## [What you will do]
Below are records; reproduce exactly the lines from the one containing "of the white" through the end, both included, and only those.

## [Data for processing]
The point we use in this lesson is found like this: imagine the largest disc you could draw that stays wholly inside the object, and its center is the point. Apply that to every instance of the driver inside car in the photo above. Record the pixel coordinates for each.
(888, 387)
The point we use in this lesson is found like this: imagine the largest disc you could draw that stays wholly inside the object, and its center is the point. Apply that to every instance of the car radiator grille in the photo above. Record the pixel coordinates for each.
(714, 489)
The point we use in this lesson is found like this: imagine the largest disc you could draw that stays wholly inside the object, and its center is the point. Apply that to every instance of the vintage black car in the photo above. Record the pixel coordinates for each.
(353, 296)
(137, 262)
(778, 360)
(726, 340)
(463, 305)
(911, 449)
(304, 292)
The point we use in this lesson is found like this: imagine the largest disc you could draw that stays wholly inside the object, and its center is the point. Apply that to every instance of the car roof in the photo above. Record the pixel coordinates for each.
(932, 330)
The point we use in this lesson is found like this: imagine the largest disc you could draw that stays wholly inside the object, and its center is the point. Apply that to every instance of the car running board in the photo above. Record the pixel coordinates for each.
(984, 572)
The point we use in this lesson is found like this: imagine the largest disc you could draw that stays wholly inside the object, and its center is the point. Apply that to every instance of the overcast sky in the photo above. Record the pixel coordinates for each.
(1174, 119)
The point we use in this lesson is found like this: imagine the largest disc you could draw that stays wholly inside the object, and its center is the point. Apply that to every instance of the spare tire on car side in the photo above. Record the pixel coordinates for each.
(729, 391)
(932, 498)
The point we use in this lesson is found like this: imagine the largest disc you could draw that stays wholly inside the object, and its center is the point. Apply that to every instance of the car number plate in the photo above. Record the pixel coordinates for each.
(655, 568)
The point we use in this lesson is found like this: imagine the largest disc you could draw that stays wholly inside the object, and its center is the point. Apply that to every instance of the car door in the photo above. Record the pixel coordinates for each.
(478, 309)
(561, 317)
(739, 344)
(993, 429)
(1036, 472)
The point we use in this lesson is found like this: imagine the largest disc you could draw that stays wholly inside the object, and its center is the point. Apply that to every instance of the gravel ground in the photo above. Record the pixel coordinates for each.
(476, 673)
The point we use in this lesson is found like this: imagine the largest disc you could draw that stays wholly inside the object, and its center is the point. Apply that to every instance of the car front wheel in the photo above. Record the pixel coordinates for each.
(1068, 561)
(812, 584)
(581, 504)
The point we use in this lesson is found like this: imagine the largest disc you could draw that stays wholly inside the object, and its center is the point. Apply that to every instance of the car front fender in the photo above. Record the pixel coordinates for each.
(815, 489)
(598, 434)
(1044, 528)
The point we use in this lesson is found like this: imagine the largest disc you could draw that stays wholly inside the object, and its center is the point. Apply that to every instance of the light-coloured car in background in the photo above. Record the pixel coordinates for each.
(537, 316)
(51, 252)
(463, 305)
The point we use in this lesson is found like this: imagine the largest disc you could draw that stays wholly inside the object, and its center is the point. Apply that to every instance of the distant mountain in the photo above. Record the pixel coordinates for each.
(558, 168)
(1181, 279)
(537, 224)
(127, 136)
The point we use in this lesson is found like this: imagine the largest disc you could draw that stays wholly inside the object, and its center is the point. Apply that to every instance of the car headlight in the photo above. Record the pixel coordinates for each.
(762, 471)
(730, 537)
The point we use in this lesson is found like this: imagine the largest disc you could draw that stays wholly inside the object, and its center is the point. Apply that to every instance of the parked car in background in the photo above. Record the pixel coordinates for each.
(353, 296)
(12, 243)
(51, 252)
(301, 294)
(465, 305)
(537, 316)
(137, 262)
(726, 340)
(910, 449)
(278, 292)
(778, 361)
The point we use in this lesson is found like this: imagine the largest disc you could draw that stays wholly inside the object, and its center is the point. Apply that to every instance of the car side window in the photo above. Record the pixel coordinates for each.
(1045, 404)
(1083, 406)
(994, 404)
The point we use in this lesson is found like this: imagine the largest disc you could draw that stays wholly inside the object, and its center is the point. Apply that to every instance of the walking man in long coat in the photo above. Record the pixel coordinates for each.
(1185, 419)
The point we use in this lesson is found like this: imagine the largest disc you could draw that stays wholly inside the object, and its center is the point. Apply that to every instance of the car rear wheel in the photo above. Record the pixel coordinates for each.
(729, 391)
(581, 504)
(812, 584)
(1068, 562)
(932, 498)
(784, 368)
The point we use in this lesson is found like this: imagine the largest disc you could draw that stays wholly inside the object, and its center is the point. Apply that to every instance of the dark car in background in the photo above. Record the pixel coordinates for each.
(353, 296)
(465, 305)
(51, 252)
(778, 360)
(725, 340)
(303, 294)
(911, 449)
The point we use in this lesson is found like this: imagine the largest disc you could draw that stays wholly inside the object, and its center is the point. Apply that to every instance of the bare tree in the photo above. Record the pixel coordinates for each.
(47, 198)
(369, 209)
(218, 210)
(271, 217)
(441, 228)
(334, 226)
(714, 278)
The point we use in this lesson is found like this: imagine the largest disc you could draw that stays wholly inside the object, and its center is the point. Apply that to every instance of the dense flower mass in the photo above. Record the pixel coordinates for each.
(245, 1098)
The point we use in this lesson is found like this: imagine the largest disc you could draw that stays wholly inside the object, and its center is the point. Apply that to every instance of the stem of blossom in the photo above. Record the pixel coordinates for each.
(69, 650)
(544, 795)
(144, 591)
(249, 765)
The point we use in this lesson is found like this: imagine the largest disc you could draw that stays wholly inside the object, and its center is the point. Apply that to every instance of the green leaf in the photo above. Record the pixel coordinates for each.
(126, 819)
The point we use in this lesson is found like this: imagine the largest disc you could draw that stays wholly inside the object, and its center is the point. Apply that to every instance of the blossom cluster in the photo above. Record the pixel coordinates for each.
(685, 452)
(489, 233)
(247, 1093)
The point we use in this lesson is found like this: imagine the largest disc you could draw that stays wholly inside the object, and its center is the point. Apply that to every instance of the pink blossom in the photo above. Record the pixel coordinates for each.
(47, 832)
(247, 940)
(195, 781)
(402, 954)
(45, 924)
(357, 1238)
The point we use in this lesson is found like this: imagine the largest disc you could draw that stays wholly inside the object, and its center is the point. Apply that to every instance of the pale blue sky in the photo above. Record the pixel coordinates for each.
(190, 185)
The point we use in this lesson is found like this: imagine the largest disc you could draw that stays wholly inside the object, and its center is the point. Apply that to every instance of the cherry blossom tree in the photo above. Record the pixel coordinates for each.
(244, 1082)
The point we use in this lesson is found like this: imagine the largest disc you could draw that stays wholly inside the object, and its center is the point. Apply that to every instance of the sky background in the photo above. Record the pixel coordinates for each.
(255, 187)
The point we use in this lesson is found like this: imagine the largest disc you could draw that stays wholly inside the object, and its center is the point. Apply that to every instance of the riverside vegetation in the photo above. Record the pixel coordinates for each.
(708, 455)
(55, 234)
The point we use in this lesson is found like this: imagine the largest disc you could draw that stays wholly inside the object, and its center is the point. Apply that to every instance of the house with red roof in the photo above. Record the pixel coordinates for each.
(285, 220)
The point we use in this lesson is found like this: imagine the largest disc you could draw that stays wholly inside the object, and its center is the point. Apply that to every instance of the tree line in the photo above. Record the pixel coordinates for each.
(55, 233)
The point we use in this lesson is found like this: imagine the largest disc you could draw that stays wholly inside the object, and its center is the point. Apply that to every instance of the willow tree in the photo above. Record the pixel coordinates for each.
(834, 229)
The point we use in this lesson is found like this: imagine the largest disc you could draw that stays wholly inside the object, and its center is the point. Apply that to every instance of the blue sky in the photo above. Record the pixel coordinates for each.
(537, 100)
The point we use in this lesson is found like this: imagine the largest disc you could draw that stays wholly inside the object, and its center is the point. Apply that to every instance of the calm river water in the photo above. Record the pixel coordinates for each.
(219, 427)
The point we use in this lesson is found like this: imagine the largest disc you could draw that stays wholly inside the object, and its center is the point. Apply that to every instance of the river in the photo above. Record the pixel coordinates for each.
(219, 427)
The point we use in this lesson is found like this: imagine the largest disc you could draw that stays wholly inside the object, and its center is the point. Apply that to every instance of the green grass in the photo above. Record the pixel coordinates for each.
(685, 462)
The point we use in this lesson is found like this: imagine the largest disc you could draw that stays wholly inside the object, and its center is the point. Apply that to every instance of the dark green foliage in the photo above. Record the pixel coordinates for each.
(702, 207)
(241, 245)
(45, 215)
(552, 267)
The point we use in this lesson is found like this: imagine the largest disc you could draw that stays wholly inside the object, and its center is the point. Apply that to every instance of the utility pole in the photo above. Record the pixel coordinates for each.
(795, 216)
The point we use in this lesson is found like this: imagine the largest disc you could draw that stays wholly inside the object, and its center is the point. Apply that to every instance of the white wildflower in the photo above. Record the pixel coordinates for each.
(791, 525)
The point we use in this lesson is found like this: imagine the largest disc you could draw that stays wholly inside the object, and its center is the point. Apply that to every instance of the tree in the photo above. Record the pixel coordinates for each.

## [Exercise solution]
The point we use in this lesson is found like this: imagine the largest disc you could draw that stays wholly inside the object, and its center is the point. Apply that to every instance of the white wildflower in the photo above. Record the pixel coordinates for each.
(791, 525)
The point we use in this lesson is found like this: imagine the largest disc you could draw that stays wholly inside the object, and its center is the point. Apply that to every instance of the tree in the photo above. Record the pixel coordinates for each.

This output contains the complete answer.